John Petrides: I’d say yes. I think stocks, looking back, two years from now on a compounded annual basis, stocks will outperform 4.5% but that doesn’t mean, you avoid the two year. But if I can go out six months… Now, let me ask you another question. Six months from now, if I could buy a US treasury bill and get 4.25%, is about what a six month T bill is offering, 4.25%, something like that. Do you think stocks are going to do outperform 4.25% in the next six months? You’re going to say, “I have no idea, maybe.” We had a day, two weeks to three weeks ago, where the stock was at 5% one day. But six months from now, you’re like, “I don’t know.”

John Petrides: But you could lock up 4.25% return for six months. Two years from now, I’m going to bet that stocks will outperform bonds over the next two years. But that’s the environment that we’re in. We’re this period of uncertainty, and you could play out a million different scenarios and assign a million different probabilities, and you know what? They all could be right. Each one has credence to it.

Frank Curzio: It’s interesting though-

John Petrides: So anyway, so sorry, I gave two really different scenarios here. But I think that the crux behind all of it is that I have visibility. I have visibility. I think despite the asset has done well, I think there’s continued visibility in the cash flow of the energy sector, and I think there’s visibility in high quality 90-day, six-month, one-year treasury bills where I can get 4% yield.

Frank Curzio: And it is an interesting question because if we look for the average investor who aren’t like us, who breed the markets, look at every stock, look at every sector and everything. So, we have great conversations about this, but I don’t know where the market’s going to be. I would tell you that Meta, I think would be 6% higher. I think it’s… Whatever, yesterday it was 4%, 5% higher already, whatever. But because it’s down 60%, 65%, I don’t know if it’s going to go lower than that over there, but when I’m looking at individual names and I’m seeing… So, a good example that you brought up was the oil sector where, I don’t know if I’m too crazy bullish on oil that have made massive moves.

Frank Curzio: We’re seen fracking, we’re seeing companies, US-based companies, even Exxons and stuff like that make nice moves, but which hasn’t follow as much is the oil services. And you mentioned international, and now, being screwed by Russia. I mean, they’re all talking about this massive growth spurt in huge drilling, all international, that these guys just… It was just negative on that balance sheet for such a long time, just getting crushed, losing money on this, where this is a big boom to that specific sector. So, when I’m looking at individual names, I could say, “Yes, I know that I could generate or I have confidence in what I know that I could generate those returns, but I’m not…” We talk about the marketing general where the whole market’s going to be. I’m not too sure. I do know there’s a lot of stocks that are incredibly overvalued, but when you’re really looking under the hood now, which you have to do, you just can’t buy any growth stock, like Disney and adding subscribers, and nobody cares how much they’re adding them for, now they care. Numbers matter… Especially with rates higher, debts higher, and you’re paying for this stuff.

▶ **Work item A**
In the conversation about stocks and Treasury bills, what return does John Petrides say a six-month T-bill is offering?
▶ **Work item B**
Please write the next part of the conversation about stocks and Treasury bills, picking up after its last sentence.

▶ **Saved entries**
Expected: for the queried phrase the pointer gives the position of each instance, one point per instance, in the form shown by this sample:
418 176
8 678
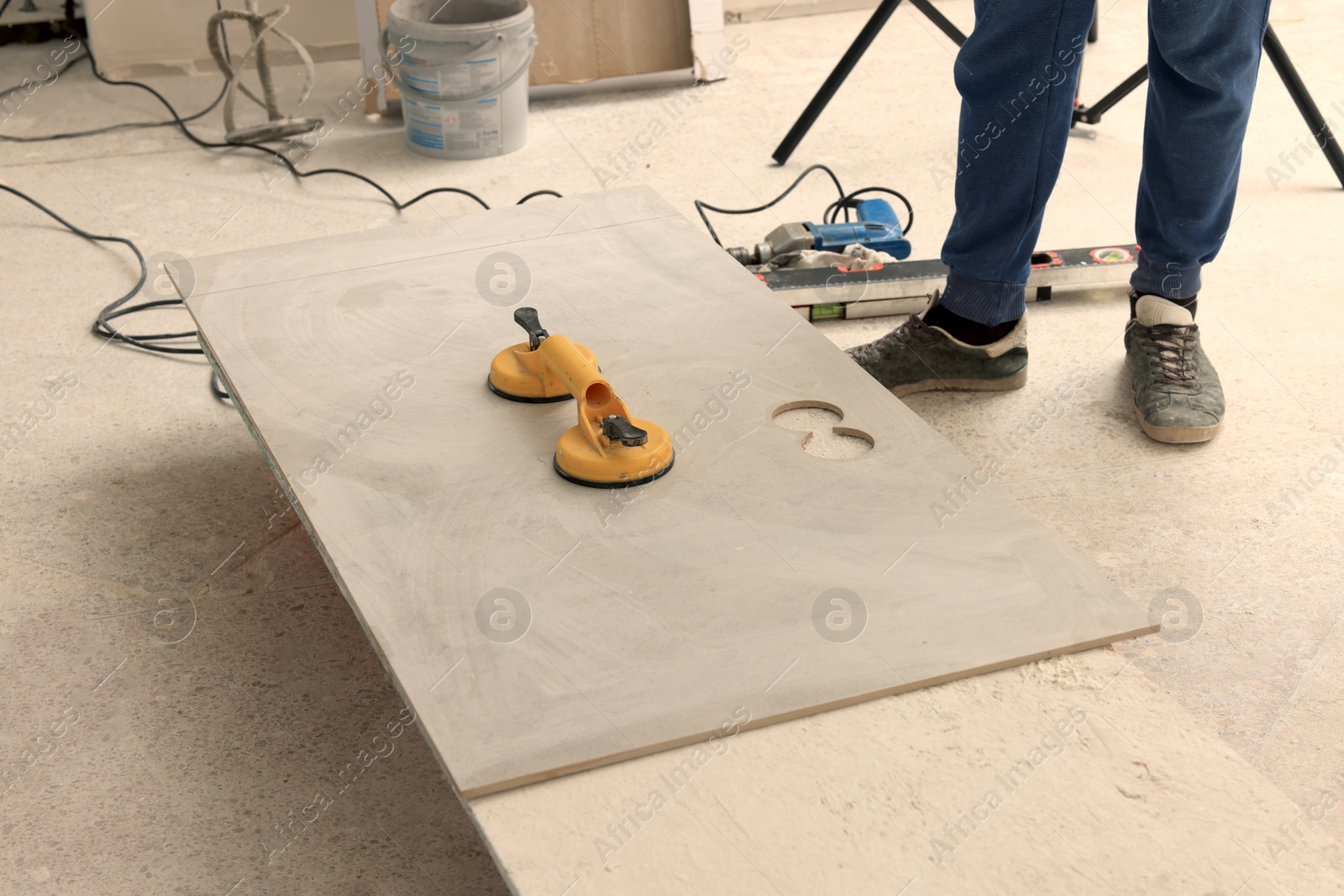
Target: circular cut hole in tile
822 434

==

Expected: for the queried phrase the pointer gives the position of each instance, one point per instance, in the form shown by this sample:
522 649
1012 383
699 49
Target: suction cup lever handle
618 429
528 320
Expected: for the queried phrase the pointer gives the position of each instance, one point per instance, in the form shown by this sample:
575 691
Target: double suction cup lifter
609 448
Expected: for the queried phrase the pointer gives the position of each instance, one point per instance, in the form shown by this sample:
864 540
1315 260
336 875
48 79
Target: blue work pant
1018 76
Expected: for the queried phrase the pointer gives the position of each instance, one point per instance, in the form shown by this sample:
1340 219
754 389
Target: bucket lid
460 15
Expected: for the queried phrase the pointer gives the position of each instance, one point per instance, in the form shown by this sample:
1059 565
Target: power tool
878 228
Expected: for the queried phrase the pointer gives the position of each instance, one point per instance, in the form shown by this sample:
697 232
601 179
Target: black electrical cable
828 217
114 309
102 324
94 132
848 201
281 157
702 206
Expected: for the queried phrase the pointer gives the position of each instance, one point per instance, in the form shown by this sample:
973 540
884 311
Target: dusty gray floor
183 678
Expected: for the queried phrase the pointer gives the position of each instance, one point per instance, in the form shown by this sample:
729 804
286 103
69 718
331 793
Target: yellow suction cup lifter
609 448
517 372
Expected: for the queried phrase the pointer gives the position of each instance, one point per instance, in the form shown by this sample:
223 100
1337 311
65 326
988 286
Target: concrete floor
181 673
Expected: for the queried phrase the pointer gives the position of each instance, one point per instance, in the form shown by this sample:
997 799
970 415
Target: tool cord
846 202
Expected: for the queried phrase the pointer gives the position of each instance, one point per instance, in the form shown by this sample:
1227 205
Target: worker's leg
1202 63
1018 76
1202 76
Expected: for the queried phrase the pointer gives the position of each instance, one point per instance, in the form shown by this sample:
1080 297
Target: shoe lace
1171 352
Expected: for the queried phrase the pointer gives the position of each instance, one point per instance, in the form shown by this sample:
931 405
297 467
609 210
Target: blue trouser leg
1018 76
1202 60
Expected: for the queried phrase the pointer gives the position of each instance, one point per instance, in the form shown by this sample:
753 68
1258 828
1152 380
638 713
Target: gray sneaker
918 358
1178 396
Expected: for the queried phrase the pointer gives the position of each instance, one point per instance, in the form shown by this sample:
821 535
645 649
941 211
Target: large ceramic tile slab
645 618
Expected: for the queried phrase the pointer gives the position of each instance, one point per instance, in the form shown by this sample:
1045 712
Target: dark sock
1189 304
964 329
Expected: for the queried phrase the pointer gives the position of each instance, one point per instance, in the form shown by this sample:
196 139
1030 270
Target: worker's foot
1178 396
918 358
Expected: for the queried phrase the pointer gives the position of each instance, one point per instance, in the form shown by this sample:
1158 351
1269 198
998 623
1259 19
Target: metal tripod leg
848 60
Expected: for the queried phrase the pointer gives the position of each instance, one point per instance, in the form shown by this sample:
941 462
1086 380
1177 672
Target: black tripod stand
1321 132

--

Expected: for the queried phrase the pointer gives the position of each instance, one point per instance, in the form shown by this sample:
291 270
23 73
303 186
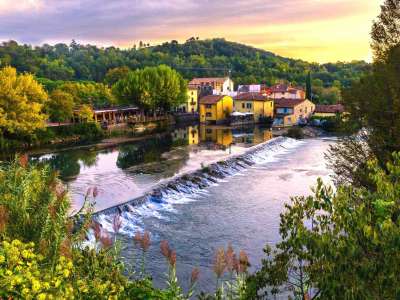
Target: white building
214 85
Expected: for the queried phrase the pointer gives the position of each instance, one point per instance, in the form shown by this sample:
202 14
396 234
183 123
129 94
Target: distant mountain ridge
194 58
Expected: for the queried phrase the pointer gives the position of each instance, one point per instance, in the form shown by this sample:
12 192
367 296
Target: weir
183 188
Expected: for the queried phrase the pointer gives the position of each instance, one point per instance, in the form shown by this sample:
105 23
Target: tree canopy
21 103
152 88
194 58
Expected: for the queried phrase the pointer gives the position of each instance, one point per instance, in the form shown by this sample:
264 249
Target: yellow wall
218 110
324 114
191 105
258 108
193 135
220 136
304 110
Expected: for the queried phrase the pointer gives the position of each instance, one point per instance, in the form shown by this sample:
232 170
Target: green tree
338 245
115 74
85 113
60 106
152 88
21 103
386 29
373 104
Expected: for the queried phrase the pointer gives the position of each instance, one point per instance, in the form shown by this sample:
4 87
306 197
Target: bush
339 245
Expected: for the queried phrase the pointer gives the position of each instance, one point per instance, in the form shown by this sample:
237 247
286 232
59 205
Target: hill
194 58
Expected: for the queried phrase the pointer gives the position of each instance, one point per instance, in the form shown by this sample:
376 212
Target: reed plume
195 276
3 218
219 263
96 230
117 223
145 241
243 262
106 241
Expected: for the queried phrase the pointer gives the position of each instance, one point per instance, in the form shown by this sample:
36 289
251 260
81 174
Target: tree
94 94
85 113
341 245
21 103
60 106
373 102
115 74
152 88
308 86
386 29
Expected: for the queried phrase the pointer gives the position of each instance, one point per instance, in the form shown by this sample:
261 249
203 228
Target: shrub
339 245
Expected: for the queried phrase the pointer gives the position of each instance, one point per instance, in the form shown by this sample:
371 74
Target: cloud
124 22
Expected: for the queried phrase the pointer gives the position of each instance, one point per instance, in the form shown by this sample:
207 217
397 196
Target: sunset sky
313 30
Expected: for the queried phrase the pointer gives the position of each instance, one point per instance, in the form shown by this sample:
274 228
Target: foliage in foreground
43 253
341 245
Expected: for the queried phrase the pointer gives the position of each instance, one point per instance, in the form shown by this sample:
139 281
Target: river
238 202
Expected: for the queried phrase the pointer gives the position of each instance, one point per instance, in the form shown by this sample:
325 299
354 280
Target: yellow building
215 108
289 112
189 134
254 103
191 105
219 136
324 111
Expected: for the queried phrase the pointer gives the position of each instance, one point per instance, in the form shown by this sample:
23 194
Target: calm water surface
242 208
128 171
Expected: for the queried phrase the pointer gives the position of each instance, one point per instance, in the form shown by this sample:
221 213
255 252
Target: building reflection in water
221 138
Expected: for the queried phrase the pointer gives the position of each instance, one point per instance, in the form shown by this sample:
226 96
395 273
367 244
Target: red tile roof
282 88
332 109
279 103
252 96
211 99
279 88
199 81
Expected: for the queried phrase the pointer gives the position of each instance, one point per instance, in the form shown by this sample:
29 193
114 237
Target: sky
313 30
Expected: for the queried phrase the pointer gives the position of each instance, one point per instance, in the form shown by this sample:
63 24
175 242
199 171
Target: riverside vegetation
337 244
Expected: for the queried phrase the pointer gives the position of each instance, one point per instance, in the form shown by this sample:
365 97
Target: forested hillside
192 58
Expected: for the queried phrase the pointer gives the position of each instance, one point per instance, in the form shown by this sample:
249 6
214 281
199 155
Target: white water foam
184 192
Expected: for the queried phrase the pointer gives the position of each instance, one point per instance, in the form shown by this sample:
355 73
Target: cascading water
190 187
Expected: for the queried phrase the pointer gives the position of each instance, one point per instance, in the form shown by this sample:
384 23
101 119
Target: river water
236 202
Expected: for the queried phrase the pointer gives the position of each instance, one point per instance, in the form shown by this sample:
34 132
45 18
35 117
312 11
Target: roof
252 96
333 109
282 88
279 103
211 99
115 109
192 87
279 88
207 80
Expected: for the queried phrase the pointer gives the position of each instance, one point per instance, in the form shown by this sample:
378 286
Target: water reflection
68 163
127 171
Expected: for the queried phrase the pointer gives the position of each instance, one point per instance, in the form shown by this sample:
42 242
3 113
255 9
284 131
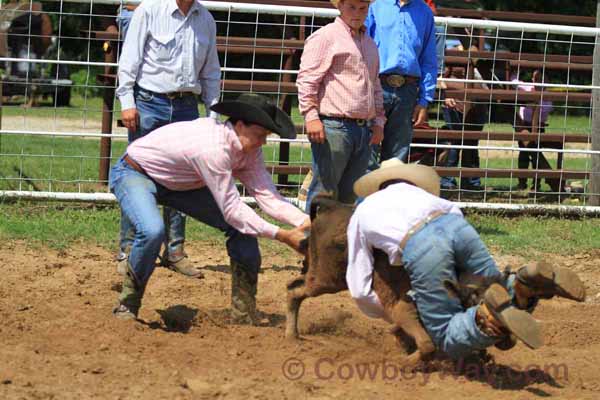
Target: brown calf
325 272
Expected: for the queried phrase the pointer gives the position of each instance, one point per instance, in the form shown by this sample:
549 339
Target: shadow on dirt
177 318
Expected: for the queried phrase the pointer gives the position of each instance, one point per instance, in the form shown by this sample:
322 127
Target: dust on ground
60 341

▶ **Result A**
About 4.25%.

▶ **Result B**
Frank Curzio: I think it’s going to matter what individual stocks you actually have in your portfolio. So, we talk about the markets in general, I don’t know, but I know there’s a lot of stocks even though I’m seeing that still… That are down 60% that still probably have a ways to go because their growth profiles are still trading crazy valuations.

John Petrides: Yeah, I think when you talk about the energy services company, I’m torn because I see how short in terms of global supply is right now and what needs to be repaired because the global EMP majors basically shut off their CapEx over the last two years because the price of oil went negative. You’re not going to even incentivize when oil goes that low. So, my problem with the oil services guys is that they basically eat off the scraps from Exxon and those guys’ table. When those guys want to spend money, then the oil service guys do well. When they don’t, then they don’t do well. So, from a fundamental business standpoint, I wrestle with that because they’re so reliant on the EMP guys basically doling out the cash through them to spend.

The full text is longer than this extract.